> [TEXT PASSAGE]
================
The Institute is a 2017 American horror thriller film co-directed by Pamela Romanowsky and James Franco. It is based on a true story of a young girl's treatment at The Rosewood Institute in Owings Mills, Maryland, and stars Franco, Allie Gallerani, Tim Blake Nelson, and Lori Singer. The film was released on March 3, 2017.

Synopsis
Baltimore, 1893: young Isabel Porter checks herself into the Rosewood Institute, following the sudden death of her parents, and is subjected to extreme experiments in brainwashing and mind control by the insidious Dr. Cairn.

Cast
James Franco as Dr. Cairn
Allie Gallerani as Isabel Porter
Tim Blake Nelson as Dr. Lemelle
Lori Singer as Madame Werner
Pamela Anderson as Ann Williams
Josh Duhamel as Detective
Eric Roberts as Dr. Torrington
Melissa Bolona as Trudy
Scott Haze as Gunther

Reception
On review aggregator Rotten Tomatoes the film has a score of 0% based on reviews from 6 critics, with an average rating of 2.50/10 rating.
================
> [DATA]
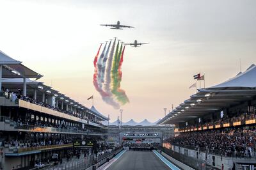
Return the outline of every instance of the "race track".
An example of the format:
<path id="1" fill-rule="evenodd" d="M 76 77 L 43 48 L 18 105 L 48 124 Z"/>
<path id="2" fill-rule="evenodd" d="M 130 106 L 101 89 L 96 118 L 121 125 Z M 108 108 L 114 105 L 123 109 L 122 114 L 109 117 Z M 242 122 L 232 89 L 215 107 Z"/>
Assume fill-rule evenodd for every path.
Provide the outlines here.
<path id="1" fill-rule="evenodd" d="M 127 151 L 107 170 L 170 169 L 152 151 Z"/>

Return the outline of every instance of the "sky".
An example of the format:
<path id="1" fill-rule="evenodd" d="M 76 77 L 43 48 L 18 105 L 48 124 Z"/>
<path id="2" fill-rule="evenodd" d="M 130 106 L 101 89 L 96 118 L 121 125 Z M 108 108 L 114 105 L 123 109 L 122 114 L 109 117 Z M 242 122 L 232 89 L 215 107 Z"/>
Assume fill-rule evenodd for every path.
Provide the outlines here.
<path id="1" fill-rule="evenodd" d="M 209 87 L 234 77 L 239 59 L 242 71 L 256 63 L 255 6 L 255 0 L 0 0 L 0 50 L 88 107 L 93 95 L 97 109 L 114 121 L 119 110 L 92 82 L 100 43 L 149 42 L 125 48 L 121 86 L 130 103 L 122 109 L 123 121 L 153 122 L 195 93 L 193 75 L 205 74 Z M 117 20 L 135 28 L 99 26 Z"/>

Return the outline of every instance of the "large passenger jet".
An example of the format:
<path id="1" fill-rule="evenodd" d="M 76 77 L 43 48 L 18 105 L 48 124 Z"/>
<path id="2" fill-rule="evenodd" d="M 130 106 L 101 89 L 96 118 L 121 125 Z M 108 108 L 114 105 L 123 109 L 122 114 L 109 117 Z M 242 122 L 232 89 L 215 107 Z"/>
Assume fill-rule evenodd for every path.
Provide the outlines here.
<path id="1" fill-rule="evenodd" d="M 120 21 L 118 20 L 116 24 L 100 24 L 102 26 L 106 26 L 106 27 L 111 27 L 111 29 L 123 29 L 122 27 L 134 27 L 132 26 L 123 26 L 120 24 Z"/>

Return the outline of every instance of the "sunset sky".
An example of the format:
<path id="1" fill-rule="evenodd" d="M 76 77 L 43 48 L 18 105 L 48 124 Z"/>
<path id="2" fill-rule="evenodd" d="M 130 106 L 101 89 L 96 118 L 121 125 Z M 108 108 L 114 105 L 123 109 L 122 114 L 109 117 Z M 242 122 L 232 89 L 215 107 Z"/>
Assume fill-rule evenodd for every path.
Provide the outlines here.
================
> [WORK INSTRUCTIONS]
• A. Retype the passage from the film article on The Institute, from "The Institute is" up to and including "insidious Dr. Cairn.".
• B. Write what comes next in the article about the film The Institute, picking up after its last sentence.

> [FINAL RESULTS]
• A.
The Institute is a 2017 American horror thriller film co-directed by Pamela Romanowsky and James Franco. It is based on a true story of a young girl's treatment at The Rosewood Institute in Owings Mills, Maryland, and stars Franco, Allie Gallerani, Tim Blake Nelson, and Lori Singer. The film was released on March 3, 2017.

Synopsis
Baltimore, 1893: young Isabel Porter checks herself into the Rosewood Institute, following the sudden death of her parents, and is subjected to extreme experiments in brainwashing and mind control by the insidious Dr. Cairn.

• B.
Both RogerEbert.com and Slant Magazine gave the film one star out of four, with the later writing "The Institute seems constantly on the verge of dipping into spoof, though of what exactly is difficult to say".

Gary Goldstein of the Los Angeles Times dismissed the film as 'silly' and added that "the mishmash of a script by Adam and Matt Rager is filled with arch attempts at period dialogue and much psychobabble. Franco and Romanowsky's unsubtle direction doesn’t help."

Matt Donato of Film Journal International also was not impressed with the film, criticizing the script, direction and approach to the material, saying that "watching The Institute, you'll feel caught in a musty chamber with no escape, slowed by wolfsbane serums that beckon the deepest of sleep. No prescription will cure what ails this botched indie experiment".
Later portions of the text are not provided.